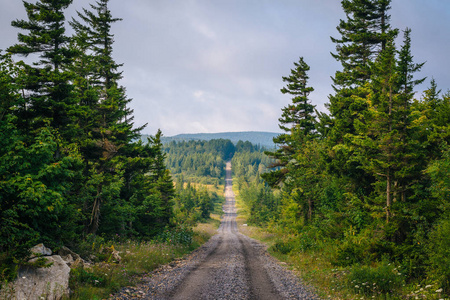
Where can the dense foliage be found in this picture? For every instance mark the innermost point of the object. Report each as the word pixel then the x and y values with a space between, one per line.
pixel 370 179
pixel 69 167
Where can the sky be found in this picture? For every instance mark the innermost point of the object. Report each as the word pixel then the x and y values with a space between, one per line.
pixel 206 66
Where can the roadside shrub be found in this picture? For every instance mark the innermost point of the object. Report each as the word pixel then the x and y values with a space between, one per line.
pixel 179 235
pixel 283 247
pixel 439 250
pixel 349 253
pixel 380 280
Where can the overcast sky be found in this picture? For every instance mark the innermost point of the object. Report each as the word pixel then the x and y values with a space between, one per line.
pixel 216 65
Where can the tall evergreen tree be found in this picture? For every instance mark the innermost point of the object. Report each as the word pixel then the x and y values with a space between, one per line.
pixel 364 34
pixel 108 124
pixel 47 82
pixel 297 120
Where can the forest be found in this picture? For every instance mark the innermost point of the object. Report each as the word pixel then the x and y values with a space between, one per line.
pixel 73 170
pixel 367 182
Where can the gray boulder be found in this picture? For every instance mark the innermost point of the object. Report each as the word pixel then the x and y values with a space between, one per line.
pixel 40 283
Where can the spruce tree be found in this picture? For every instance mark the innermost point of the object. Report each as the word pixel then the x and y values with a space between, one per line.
pixel 364 34
pixel 108 124
pixel 48 85
pixel 297 120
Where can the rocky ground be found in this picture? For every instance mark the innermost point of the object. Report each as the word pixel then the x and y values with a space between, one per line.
pixel 229 266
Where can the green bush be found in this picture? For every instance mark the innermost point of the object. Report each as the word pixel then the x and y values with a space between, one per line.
pixel 349 253
pixel 380 280
pixel 439 249
pixel 283 247
pixel 179 235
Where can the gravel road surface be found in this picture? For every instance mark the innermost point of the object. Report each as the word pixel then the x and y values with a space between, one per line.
pixel 229 266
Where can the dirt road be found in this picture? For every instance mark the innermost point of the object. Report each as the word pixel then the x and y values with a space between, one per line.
pixel 229 266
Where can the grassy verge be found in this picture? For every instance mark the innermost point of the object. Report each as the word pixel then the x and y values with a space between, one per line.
pixel 104 278
pixel 311 260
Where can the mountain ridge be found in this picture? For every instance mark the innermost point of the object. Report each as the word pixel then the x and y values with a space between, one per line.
pixel 262 138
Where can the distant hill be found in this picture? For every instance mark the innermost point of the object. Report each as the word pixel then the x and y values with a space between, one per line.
pixel 261 138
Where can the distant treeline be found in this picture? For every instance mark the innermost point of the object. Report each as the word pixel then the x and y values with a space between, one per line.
pixel 204 160
pixel 263 139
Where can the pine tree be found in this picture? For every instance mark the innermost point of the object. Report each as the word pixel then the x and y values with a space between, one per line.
pixel 108 127
pixel 364 34
pixel 297 120
pixel 48 87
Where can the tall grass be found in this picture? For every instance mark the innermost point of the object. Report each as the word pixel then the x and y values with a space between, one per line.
pixel 138 258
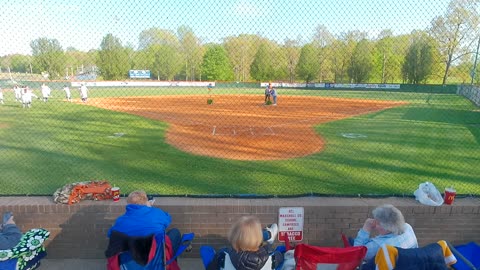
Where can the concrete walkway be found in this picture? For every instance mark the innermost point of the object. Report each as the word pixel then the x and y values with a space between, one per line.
pixel 99 264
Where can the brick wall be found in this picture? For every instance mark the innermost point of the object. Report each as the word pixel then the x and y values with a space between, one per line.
pixel 79 231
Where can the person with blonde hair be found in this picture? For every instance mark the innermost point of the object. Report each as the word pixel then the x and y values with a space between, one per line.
pixel 250 246
pixel 389 227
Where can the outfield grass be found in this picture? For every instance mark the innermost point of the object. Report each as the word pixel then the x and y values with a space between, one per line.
pixel 435 138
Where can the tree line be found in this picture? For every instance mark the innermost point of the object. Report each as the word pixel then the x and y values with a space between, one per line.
pixel 445 52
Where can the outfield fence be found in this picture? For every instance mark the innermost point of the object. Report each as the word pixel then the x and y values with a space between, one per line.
pixel 174 98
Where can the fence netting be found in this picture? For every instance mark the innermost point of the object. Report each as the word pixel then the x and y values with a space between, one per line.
pixel 241 97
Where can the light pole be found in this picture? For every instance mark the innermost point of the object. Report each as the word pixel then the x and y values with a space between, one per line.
pixel 474 69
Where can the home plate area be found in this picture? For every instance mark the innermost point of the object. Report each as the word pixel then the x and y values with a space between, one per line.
pixel 242 131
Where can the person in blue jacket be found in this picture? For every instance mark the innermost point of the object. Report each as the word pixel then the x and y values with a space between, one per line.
pixel 141 219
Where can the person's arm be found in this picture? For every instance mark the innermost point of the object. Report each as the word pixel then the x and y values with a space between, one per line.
pixel 363 238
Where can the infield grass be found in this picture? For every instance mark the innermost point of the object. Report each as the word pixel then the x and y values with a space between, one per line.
pixel 436 138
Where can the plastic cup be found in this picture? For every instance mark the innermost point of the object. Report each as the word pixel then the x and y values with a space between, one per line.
pixel 116 194
pixel 449 196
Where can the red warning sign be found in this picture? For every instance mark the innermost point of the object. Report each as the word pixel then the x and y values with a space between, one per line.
pixel 290 223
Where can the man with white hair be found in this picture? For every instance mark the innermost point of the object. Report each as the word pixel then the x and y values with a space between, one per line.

(The request)
Give the entries starting at the line containing "Where can the tree" and ending at the line containing "pixel 241 97" as a two-column CSV with the columns input and output. Use one row per entry, with its text in input and its answer in output, each in a single quoted field and with line breaks replaced by spaces.

(Result of this exercise)
input,output
"Where can the tree line be found in this picture? For every instance mark the innermost point of the object. Report each as the word pixel then the x and y values with a space between, one per line.","pixel 445 52"
"Where can the outfield fence be found in this picture? For every instance mark the innermost point of the object. Report each as the word pixel then the x and y values with a space between, one per line.","pixel 174 98"
"Where can the fence netting be found in this picture? For every instance mark the innermost point of the object. Report each as the word pixel then the x and y values with a space between, one per line.","pixel 241 97"